Each line of the records below that includes "smoke" adds one to the count; state the final count by itself.

=== Begin Enclosure ===

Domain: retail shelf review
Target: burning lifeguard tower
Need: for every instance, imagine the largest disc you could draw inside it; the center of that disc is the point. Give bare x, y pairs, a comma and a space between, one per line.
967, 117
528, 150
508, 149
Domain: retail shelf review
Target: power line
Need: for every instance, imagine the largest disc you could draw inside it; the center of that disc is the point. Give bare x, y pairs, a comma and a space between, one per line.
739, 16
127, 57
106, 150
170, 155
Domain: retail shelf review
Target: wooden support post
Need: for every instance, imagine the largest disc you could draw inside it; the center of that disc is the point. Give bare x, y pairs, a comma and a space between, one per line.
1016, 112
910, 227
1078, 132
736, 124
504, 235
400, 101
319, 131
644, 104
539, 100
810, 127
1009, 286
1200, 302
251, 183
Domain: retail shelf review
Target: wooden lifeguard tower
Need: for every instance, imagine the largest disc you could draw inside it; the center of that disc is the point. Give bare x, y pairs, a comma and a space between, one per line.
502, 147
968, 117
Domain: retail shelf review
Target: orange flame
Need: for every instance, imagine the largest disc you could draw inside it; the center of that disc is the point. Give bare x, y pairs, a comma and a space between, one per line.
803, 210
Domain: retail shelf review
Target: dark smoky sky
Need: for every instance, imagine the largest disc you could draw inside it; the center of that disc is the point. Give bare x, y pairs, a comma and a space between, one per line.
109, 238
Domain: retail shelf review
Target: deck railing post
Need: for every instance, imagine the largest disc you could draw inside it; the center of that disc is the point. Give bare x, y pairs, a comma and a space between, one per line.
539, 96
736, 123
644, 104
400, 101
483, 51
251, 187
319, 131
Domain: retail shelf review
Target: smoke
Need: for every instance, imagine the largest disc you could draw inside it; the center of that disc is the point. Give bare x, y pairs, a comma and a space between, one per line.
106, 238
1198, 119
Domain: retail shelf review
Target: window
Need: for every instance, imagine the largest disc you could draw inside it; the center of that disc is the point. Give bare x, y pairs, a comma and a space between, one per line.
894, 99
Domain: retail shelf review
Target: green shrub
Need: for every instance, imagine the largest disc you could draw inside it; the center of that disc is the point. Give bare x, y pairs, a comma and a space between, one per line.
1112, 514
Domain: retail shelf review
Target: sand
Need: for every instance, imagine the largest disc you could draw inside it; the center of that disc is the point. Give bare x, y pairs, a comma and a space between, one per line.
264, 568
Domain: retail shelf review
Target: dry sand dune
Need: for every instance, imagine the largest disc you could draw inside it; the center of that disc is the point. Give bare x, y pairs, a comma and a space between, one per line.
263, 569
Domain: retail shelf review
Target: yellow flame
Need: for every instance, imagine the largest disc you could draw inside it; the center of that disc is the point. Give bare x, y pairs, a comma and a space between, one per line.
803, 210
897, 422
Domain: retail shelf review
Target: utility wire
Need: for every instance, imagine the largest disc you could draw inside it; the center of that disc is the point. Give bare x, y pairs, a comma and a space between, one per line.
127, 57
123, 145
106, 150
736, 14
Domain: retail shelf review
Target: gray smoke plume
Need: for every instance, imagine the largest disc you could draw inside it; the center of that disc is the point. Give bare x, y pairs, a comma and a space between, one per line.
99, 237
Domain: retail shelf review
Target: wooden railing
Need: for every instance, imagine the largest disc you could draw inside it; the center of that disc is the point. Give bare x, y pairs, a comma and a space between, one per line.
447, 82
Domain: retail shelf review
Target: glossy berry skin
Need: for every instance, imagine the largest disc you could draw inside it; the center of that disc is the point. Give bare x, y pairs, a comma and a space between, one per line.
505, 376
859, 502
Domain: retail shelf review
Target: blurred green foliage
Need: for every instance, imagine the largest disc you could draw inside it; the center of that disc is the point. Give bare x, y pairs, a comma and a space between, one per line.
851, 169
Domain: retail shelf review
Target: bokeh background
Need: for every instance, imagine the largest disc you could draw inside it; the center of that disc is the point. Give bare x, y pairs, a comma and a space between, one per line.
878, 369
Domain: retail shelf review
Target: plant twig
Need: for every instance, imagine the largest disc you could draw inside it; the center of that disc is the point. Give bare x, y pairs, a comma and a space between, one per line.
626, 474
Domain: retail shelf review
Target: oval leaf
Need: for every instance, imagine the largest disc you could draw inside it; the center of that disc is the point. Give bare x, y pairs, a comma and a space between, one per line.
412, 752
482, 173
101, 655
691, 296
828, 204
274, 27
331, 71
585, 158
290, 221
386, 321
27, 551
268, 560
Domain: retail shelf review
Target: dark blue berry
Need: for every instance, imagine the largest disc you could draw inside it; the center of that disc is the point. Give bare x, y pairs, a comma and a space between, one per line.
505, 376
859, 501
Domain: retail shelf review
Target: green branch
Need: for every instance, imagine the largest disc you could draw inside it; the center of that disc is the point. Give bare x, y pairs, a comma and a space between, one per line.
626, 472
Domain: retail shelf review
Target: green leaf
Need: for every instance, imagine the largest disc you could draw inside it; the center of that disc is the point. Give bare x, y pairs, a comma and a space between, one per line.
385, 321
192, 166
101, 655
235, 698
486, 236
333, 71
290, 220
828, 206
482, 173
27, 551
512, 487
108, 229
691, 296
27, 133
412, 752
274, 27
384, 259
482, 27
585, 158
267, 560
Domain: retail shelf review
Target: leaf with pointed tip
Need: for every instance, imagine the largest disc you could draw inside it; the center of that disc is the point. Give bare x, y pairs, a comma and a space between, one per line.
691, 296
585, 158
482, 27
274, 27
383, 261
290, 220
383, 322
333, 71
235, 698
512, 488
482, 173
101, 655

=== End Enclosure ===

Task response: 2